- Problem to work on
Exact repetition of every entry is required.
>> begin Working data
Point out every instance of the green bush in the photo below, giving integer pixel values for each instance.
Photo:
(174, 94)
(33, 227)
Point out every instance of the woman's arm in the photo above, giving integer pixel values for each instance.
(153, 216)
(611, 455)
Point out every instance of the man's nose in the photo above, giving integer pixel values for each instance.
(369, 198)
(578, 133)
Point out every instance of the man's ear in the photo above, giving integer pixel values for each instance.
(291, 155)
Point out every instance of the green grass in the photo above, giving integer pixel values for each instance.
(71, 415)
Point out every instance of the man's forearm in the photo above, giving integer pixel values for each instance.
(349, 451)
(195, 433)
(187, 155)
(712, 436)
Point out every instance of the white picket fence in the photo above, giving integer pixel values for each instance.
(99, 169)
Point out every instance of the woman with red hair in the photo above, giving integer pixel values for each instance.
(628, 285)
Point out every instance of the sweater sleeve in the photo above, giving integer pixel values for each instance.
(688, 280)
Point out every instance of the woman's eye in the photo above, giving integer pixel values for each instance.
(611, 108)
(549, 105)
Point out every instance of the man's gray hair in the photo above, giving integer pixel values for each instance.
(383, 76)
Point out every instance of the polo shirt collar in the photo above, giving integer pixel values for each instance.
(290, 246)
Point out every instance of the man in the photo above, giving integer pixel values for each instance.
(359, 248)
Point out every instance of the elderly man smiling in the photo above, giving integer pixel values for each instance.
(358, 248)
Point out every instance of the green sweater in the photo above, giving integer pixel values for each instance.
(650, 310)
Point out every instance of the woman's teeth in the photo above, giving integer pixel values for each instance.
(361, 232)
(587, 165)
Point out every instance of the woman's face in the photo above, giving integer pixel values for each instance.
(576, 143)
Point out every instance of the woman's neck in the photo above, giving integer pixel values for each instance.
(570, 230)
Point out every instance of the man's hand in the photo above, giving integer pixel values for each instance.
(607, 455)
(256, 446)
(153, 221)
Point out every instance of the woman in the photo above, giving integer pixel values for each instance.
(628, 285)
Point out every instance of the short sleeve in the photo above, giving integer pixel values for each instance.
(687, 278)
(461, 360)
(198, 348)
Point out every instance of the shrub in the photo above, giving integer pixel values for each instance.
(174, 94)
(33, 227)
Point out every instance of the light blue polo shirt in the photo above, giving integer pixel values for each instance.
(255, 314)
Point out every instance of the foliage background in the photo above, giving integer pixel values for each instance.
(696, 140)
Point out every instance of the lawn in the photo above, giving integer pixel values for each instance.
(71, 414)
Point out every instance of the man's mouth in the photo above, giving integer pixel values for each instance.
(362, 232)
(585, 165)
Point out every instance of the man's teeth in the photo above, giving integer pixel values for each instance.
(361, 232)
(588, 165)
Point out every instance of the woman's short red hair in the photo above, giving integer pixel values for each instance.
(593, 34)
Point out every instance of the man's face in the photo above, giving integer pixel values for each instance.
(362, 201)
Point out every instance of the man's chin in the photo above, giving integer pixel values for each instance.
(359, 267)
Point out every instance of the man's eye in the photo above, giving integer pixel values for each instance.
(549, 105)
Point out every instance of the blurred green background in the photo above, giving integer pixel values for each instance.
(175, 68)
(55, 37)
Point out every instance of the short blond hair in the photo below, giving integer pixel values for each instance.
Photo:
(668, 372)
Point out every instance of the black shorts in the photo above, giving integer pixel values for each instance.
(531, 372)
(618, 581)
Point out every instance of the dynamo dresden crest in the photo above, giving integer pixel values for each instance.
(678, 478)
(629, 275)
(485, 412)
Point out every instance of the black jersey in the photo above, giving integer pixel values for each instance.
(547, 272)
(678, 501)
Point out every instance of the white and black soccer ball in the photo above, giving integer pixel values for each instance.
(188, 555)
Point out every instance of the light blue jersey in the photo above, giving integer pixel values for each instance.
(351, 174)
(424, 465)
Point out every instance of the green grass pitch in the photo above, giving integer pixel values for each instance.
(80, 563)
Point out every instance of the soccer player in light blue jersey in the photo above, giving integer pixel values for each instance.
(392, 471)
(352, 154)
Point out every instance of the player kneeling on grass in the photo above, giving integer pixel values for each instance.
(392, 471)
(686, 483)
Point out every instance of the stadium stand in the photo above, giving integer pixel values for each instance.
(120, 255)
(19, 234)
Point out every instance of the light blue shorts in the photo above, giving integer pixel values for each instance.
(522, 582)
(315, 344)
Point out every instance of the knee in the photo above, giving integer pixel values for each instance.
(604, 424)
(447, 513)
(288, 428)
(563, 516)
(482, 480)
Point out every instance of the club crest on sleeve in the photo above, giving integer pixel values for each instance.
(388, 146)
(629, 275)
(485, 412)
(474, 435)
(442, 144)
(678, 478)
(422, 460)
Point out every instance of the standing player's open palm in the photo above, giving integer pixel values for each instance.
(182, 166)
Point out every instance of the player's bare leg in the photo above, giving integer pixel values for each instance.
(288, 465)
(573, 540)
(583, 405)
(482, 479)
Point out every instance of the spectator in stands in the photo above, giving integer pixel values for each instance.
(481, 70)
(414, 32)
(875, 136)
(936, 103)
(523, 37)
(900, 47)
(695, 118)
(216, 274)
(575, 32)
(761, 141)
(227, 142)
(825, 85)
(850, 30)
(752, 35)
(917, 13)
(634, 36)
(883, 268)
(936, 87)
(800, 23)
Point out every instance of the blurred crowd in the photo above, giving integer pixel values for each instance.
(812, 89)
>> end Working data
- Exercise solution
Point out every instance of the green bush in the photo below, giving integer pixel values for each instance.
Photo:
(174, 94)
(33, 227)
Point out every instance of the woman's arm in the photo above, giving integer pixel values for each instance.
(153, 216)
(611, 455)
Point out every instance of the man's nose in the photo above, giving integer pixel values for each instance.
(369, 198)
(578, 133)
Point out every instance of the man's ear in the photo above, giving integer pixel values for each instance.
(291, 155)
Point out every instance of the green grass in the photo above, giving integer pixel values for each instance.
(71, 415)
Point out every instance of the man's forearm in the photo above, giving integer pixel values for each instance.
(349, 451)
(195, 433)
(187, 155)
(712, 436)
Point out every instance of the white picket fence in the photo above, giving integer pixel values for each instance.
(99, 169)
Point out every instance of the woman with red hair in the photo above, giving integer pixel values for each instance.
(628, 285)
Point out every instance of the sweater sleeve in the photo above, giving integer pixel values for each instance.
(688, 280)
Point out every instance of the woman's eye in the photo above, giving integer pixel values for each instance.
(611, 108)
(549, 105)
Point out every instance of the man's gray hair in the photo above, giving integer pixel values for each instance.
(383, 76)
Point out every instance of the polo shirt collar in the photo above, giving integer pixel values for each instance.
(290, 246)
Point out every instance of the man in the photo above, giving integer pixel values for each instance.
(359, 248)
Point out every instance of the elderly man smiling in the photo above, giving integer pixel values for each instance.
(358, 248)
Point out every instance of the green sweater in the photo above, giving integer pixel values for each instance.
(650, 310)
Point out every instance of the woman's teeth in the photo above, giving integer pixel values for each instance.
(361, 232)
(587, 165)
Point out every instance of the woman's face in the photo above, giving integer pixel values for each instance.
(576, 143)
Point out every instance of the woman's neck in the photo above, giving integer pixel values for each instance.
(570, 230)
Point out every instance of the man's hand in the photo above, giving integer pixel values for each instance.
(607, 455)
(256, 446)
(153, 221)
Point out every instance of the woman in the photo above, giving integer pixel values for each instance.
(628, 285)
Point out every instance of the short sleeve in the photo above, giving integer pixel values for each instance.
(687, 278)
(461, 360)
(198, 348)
Point out every instance of the shrub in the photo above, giving integer pixel values for each instance.
(174, 94)
(33, 227)
Point out every instance of the light blue polo shirt in the photo above, giving integer pixel values for each instance.
(255, 314)
Point out every instance of the foliage background in the photo above, giving integer pixel values for each instance.
(696, 140)
Point out every instance of the lawn in the photo above, giving integer pixel values for each instance.
(71, 414)
Point out every instance of the man's mouth in the photo above, giving integer pixel values for each instance.
(362, 232)
(585, 165)
Point out every instance of the man's teeth in the photo above, giving integer pixel values for each instance.
(361, 232)
(588, 165)
Point out every instance of the woman's short red hair in the photo above, giving integer pixel values for each instance.
(593, 34)
Point out every instance of the man's face in the photo above, giving integer pixel values for each instance.
(362, 201)
Point out every instance of the man's chin in the photo above, giving integer pixel values for each instance.
(359, 267)
Point out every instance of the man's eye in the photo above, giving integer pixel values for each instance.
(549, 105)
Point out every instance of the blurred green background in the photo above, giving integer pixel values for each instance.
(175, 68)
(55, 37)
Point out every instance of the short blond hair in the photo below, giving integer pixel values for each instance.
Photo:
(668, 372)
Point out every instance of the black shorts in the photo above, giving integer pixel values for each instance.
(531, 372)
(618, 581)
Point out every instance of the dynamo dresden crest in the photo above, giving integer pixel values for each instance.
(678, 478)
(629, 275)
(485, 412)
Point out every instance of the black jersey in the photo above, giving integer pixel values for each instance.
(547, 272)
(678, 501)
Point out every instance of the white and black soccer ball in the photo above, giving integer pixel values for each instance.
(188, 555)
Point out every instance of the light blue jersey in the photo above, giving integer pixel values for each instance.
(351, 174)
(424, 465)
Point out every instance of the green grass pitch in the photo above, giving integer pixel values for each instance.
(80, 563)
Point out every instance of the soccer player in light blue jersey in the photo above, giving integer pixel values for each instance.
(392, 471)
(352, 154)
Point out every instance of the player kneeling on grass in the photo above, giving integer pixel values for each instance.
(392, 471)
(686, 483)
Point out every instance of the stadium stand in the photo above, giving integer pixel values for each instance.
(120, 255)
(19, 234)
Point out every instance of the light blue shorts in the photo above, giving integer pixel values for each instance.
(522, 582)
(315, 344)
Point out every instance of the knee in the photo above, giving integer pixel values for each instance.
(604, 424)
(447, 513)
(288, 428)
(563, 516)
(482, 480)
Point out every instance of the club crest on sleeve in the photo above, giving integer pixel values for each instance.
(388, 146)
(629, 275)
(485, 412)
(474, 435)
(442, 144)
(678, 478)
(422, 460)
Point out every instance of the standing player's open palm in the photo above, giving integer pixel values for each instance.
(182, 166)
Point out every instance of the player's bare leg in the photo above, giving integer pixel values for each instance.
(288, 465)
(573, 540)
(583, 405)
(482, 479)
Point out every instance of the spectator in stands in the photo above, giving integer pixel values for each instance.
(481, 70)
(414, 32)
(875, 136)
(936, 103)
(523, 37)
(900, 47)
(695, 118)
(216, 274)
(575, 32)
(761, 141)
(227, 142)
(825, 85)
(850, 30)
(752, 35)
(917, 13)
(634, 36)
(883, 268)
(936, 87)
(800, 23)
Point out every instance of the blurred crowd in the photo above, giving integer pixel values for each instance.
(812, 89)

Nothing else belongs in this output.